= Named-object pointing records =

___

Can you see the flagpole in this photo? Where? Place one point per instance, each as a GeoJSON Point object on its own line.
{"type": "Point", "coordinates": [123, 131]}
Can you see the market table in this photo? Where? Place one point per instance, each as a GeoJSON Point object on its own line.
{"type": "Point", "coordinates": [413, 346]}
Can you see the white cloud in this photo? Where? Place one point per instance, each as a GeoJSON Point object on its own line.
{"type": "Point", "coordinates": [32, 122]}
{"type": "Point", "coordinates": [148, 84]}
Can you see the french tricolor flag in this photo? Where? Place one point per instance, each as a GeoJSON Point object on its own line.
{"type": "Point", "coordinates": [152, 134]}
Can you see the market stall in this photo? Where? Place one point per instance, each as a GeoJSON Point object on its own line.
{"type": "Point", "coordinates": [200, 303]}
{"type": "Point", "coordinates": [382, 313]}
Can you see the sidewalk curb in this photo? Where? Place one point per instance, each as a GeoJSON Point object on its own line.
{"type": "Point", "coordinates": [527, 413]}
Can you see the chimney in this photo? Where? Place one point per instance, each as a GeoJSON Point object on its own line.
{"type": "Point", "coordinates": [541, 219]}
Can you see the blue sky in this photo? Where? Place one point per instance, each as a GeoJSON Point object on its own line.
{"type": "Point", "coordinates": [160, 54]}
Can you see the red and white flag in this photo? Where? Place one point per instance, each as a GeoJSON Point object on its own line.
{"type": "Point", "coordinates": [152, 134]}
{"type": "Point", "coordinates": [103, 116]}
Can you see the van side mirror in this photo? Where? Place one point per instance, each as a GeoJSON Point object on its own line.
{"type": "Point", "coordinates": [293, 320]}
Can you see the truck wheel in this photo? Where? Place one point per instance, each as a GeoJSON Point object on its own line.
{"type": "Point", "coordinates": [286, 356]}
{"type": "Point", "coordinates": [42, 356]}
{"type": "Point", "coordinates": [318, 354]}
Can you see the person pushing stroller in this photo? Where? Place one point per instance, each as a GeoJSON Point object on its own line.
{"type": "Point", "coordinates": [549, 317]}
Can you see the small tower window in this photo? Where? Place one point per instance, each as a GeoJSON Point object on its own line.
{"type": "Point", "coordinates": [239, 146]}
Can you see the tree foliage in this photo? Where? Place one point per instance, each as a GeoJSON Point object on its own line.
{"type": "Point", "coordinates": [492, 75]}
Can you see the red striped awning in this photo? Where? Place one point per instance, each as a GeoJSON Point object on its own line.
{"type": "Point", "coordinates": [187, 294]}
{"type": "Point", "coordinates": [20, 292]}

___

= Your instructions =
Can you reproduce every line of the material, requests included, starting with the line that contains "Can you see the chimney" and continuing through the end of the material? Multiply each coordinate in the answers by 1.25 and round it to a whole number, with halves rounded up.

= Reply to the task =
Can you see the chimney in this photo? Where? Place one point per instance, each as a GeoJSON Point object on its own line.
{"type": "Point", "coordinates": [676, 274]}
Can you see the blue sky in this photo? Where? Place one point per instance, each as a GeoJSON Point object on its own line.
{"type": "Point", "coordinates": [200, 68]}
Can you see the red and white flag in this photo? Where? Place one point per instance, each as a GeoJSON Point object on its own line.
{"type": "Point", "coordinates": [190, 168]}
{"type": "Point", "coordinates": [129, 145]}
Can you see the van side mirror in this photo? Where? Place one point per instance, each as a GeoJSON Point object on its own line.
{"type": "Point", "coordinates": [366, 400]}
Can you see the truck wheel in this photo? Where? Place one point per instance, each as a GeoJSON Point object on its own line.
{"type": "Point", "coordinates": [358, 445]}
{"type": "Point", "coordinates": [53, 445]}
{"type": "Point", "coordinates": [398, 443]}
Can you see the person pushing stroller in this photo? Where? Place one point per instance, each as a GeoJSON Point object on its own line.
{"type": "Point", "coordinates": [686, 396]}
Can you see the small tower window in this photo? Where? Place one point per instance, each as a GeoJSON Point object on its own line.
{"type": "Point", "coordinates": [299, 183]}
Can you see the tree foliage in this photo? Where? Place one point per instance, each as a GeoJSON Point object on its own line.
{"type": "Point", "coordinates": [615, 94]}
Can you see the red striped awning in this photo? Where? Place one point per instance, each as a GeoJSON Point object on its own line.
{"type": "Point", "coordinates": [234, 368]}
{"type": "Point", "coordinates": [25, 365]}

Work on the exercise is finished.